━━━ Extracted text ━━━

Situation Report

A weekly digest of national security, defense, and cybersecurity news from Foreign Policy reporters Jack Detsch and Robbie Gramer, formerly Security Brief. Delivered Thursday.

FP’s Situation Report: No apologies: Rice says U.S. not planning to apologize for mistakes; Exclusive: Stuxnet’s evil twin; Reid backs Gillibrand on sex assault; Marco Rubio, swimming upstream?; A little help here, Mr. Secretary?; and a bit more.

By Gordon Lubold Will negotiators be able to close a deal on a bilateral security agreement very soon? Unclear. Some reports show that a last-minute issue has been resolved after the U.S. agreed to put into writing assurances the Afghans demanded, including a pledge that U.S. troops will enter Afghan homes only in exceptional circumstances ...

━━━ Data supplied ━━━

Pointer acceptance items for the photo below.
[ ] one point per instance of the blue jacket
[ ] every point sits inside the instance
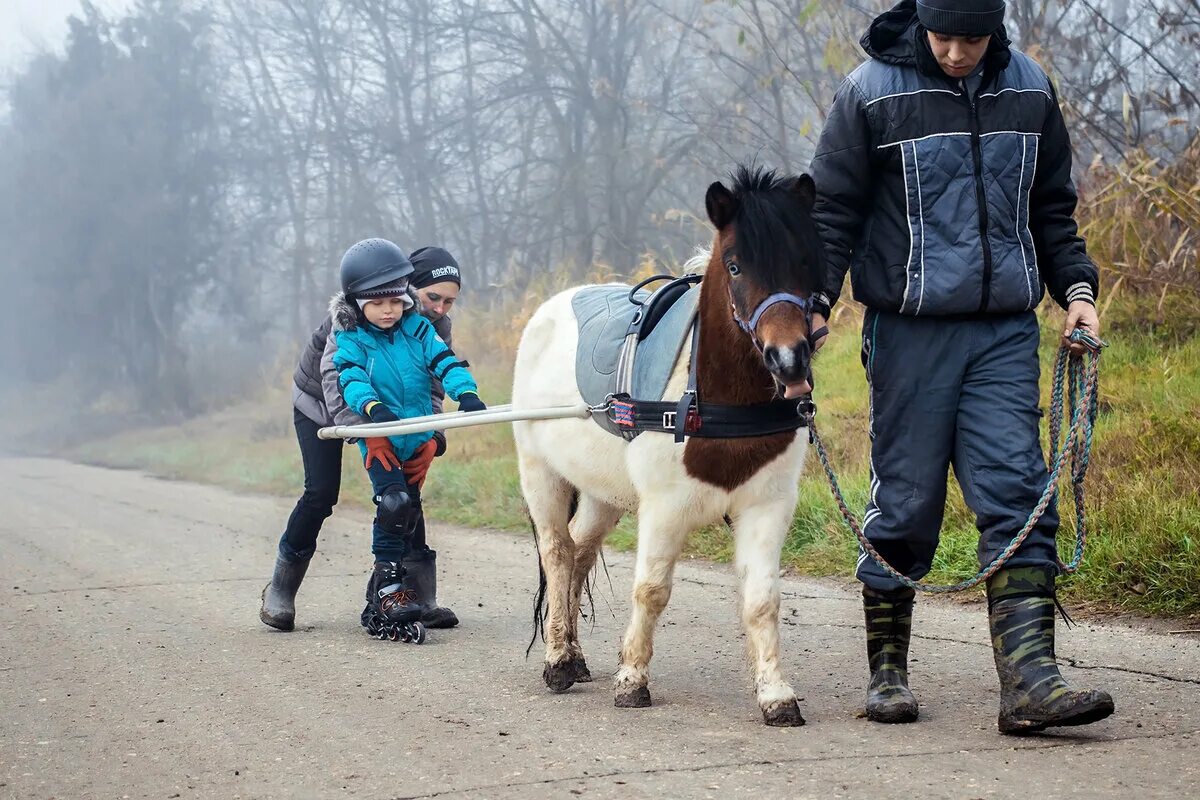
(394, 367)
(942, 202)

━━━

What you will do:
A – Reproduce everything in the Situation Report text from "A weekly digest" down to "Brief. Delivered Thursday.".
B – According to the Situation Report text, which two Foreign Policy reporters produce the weekly digest?
These items come from a separate source.

Task results:
A –
A weekly digest of national security, defense, and cybersecurity news from Foreign Policy reporters Jack Detsch and Robbie Gramer, formerly Security Brief. Delivered Thursday.

B – Jack Detsch and Robbie Gramer.